_Document section_:
* * * * *

Data

Overview

The purpose of the Data Module is to manage structured data (as opposed to unstructured or semi-structured data commonly used for web pages). The Data Module stores content independently of a page structure. To place content of entry stored in Data Module on a page, one can retrieve the content from the paragraph or page template. In that regard, the Data Module is similar to the DMS, which allows you to store documents independently of the page structure.

The Data Module also provides functionality for automated import of external data which is specially useful for exposing the data from the other internal systems like warehousing or CRM solutions in Magnolia. Using the Data Module as an intermediary storage for the imported data allows to introduce the single point of entry for such data which can then be used from the web pages in an uniform way, same as any other Magnolia content. It also allows for post-import editing of the content to further improve automatically imported data in case they are not always directly suitable for publishing.

Usage

As mentioned above, the idea is to use the Data Module similarly to DMS, except that Data Module is designed to deal with the content rather than with files (images, movies, documents). Following are just a few ideas how Data Module can be used in projects:
  • Boiler Plates: You can define multiple text modules which can be referenced either within the template script or through a simple "Reference Paragraph".
  • Look-up Tables: Another widely used concept are so called "Look-up Tables". E.g. you can define a folder "US States" and for each state a node with properties like "abbreviation", "state name", "size of state" and more.
  • Product or manual catalogues for e-commerce solutions
  • Other Ideas: For example the list of Magnolia References on Magnolia's website is driven from the Data Module. By storing the client information in the Data Module Magnolia can generate different types of lists with different amount of details displayed from same set of data.
The Data Module introduces users to concept of Node Types. Node types themselves are nothing new and underpin whole working of the repositories. For further reading it would be beneficial to get familiar with the concept, for example by reading the JSR 170 specification for more details.

Just a brief explanation here: A Node Type is (very) simply speaking, a tag for a node. Node Type makes it easier to search "for nodes of type 'myNodeType'". Once you understand the reason why the Data Module starts with creating a custom Node Type, the rest should be straight forward. Another important note about Node Types. Node Types have to be registered before they can be used! While this is done automatically when you create a new Data Module entry, installing a custom module (using the Data Module) will need you to first bootstrap the custom Node Types before you can bootstrap the config and content nodes. The module provides a special install task to do this and it will be explained in more details further down the page.

How it works

Node Types

Everything in the Data Module starts with the definition of the type. In the image below you can see the Data/Type menu listing all the existing types. To create a new type, simply click on the New Type button in the toolbar at the bottom of the page.

Types Overview

The "New Type" dialog (below) pops in and the type can be defined. Types Definition

Name Each type needs to have a unique type name. This type name is not used for a visual representation of the type, but is real type definition so if you ever export content created with this type, the type name will be a primary type of the content same way as anything created in the Website repository has a primary type mgnl:content.

* * * * *

_Provided information_:
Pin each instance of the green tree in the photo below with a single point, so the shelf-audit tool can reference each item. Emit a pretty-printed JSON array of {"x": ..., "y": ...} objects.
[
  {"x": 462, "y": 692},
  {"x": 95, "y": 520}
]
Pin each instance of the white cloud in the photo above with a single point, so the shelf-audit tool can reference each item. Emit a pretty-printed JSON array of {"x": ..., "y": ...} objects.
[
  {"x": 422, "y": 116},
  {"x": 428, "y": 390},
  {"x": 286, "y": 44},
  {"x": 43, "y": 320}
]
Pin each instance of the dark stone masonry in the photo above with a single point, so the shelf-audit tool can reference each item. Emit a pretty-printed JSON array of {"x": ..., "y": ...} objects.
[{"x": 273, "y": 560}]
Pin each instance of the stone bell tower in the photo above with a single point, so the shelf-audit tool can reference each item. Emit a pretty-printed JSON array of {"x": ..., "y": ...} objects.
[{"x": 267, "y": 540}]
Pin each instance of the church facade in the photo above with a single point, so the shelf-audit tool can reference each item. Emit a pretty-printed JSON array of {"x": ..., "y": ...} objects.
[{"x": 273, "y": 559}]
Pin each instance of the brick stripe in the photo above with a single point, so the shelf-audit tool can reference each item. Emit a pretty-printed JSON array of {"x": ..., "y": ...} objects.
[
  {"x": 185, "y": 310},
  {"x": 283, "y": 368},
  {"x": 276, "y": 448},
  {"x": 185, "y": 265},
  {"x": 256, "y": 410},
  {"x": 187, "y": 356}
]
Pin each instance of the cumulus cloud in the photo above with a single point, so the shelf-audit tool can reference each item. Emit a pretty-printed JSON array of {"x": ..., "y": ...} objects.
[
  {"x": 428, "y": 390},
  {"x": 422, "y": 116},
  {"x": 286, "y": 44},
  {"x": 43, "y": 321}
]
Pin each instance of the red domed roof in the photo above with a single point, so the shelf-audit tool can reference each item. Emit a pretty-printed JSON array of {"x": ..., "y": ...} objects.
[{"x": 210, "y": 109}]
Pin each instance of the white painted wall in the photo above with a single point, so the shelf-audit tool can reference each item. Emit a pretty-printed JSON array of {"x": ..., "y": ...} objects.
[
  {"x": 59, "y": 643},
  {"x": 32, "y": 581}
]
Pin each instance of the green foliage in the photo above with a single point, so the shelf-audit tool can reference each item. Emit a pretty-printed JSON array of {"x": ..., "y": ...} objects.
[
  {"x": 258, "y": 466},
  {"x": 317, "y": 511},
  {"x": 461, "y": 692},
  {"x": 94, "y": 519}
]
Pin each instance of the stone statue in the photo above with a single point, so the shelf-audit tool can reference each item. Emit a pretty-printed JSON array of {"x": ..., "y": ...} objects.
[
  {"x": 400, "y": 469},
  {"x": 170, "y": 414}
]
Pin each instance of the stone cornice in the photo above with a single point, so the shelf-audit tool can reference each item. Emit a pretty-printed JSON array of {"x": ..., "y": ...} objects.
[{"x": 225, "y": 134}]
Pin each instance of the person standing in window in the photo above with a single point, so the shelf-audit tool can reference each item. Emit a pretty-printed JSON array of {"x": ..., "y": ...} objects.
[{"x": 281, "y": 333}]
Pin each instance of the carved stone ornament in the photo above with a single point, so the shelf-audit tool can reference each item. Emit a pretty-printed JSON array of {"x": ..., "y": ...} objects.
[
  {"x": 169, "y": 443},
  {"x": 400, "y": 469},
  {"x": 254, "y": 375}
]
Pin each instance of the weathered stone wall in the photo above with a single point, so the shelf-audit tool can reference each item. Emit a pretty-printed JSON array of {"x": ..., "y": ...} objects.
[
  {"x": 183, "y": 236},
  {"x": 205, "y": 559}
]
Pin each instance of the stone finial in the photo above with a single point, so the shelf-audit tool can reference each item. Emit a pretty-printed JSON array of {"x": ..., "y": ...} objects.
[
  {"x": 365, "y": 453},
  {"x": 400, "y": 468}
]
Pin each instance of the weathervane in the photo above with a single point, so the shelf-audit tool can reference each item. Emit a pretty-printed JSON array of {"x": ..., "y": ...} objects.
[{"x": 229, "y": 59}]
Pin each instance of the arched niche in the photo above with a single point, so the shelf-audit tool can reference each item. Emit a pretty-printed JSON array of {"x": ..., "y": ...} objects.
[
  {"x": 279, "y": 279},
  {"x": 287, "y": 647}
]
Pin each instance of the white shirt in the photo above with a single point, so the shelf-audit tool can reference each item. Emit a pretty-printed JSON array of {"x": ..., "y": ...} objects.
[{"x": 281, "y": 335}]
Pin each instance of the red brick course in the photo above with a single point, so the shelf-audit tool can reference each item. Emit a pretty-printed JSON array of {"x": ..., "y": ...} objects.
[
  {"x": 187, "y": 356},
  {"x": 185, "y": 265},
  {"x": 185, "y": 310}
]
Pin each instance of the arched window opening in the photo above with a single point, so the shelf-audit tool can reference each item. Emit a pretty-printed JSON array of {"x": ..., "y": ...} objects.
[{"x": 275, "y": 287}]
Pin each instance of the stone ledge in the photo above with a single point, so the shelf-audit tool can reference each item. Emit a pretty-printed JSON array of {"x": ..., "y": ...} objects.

* * * * *

_Goal A_:
Count the lines of the records that contain the string "painted", treating case as significant, and give only the number.
_Goal B_:
Please continue the Data Module documentation, picking up right after its final sentence.
The records are unrelated to the Data Module documentation.

_Reply A_:
1

_Reply B_:
Title The visual Representation of the new Type. This name will be used to identify the type when interacting with users. For example it will be used as a label for sub menu entry in Data menu to show tree with all the instances of given type
Icon Optional icon to represent the type. The best result will be achieved with Icon image of size 16x16 pixels. The icon is used to represent the instances of the type itself in the tree as well as the icon for the type menu entry in Data menu.
Root Path Path under which the any nodes of this type should be stored. It is possible to use the same path for different types, but if you plan to import huge amounts of content of given type and to execute search queries over them, it will be easier to specify unique path to make sure that search queries can be easily limited to given sub path.
JCR Node Type Optional additional definition for the type. It is possible to constrain the type to certain conditions or to define auto created properties or sub nodes, etc. Read the above mentioned JCR specification for more details and to see how such syntax looks like. Defining such extra syntax is not necessary in most use cases for Data Module.
Allow Folder Check this checkbox if you want to allow folder creation for given data type. If not checked it will be possible to create content of given type only in flat list rather then in the tree.
Sort by Name Check this box if you want to have items of given type automatically sorted by their name.

Tip

When registering new node types programmatically (e.g. bootstrapping types and their data from custom module), you can use info.magnolia.module.data.setup.RegisterNodeTypeTask to do so. This task needs to be added at the beginning of the basicInstallTasks of your VersionHandler to ensure that when bootstrapping content that is using such node type, the type is already registered. It can be done for example by

    @Override
    protected List getBasicInstallTasks(InstallContext installContext) {
        final List<Task> installTasks = new ArrayList<Task>();
        // make sure we register the type before doing anything else
        installTasks.add(new RegisterNodeTypeTask("RSSAggegator"));
        installTasks.addAll(super.getBasicInstallTasks(installContext));
        return installTasks;
    }

Dialogs

Once the new type is created, Magnolia will also automatically define sub entry for given type in the Data menu as well as Tree configuration and basic Dialog for given type. To see the menu sub entry, please logout and login again into your Magnolia to refresh the menu. After selecting the type sub menu entry in the Data menu, the empty tree will be shown and the "New Item" or alternatively "New Folder" buttons will appear in the toolbar at the bottom of the page. Use those buttons to create new items and folders respectively. After clicking on "New Item" button the automatically created dialog will appear. By default this dialog defines only the name field. The dialog used to enter the data for newly created type is just a standard Magnolia dialog and other controls can be added to it as easily as to any other dialogs. The Dialog can be configured in config:/modules/data/dialogs/<type name>. The dialogs definition can be also easily accessed from Data menu by clicking on the Config (Dialogs) sub menu entry.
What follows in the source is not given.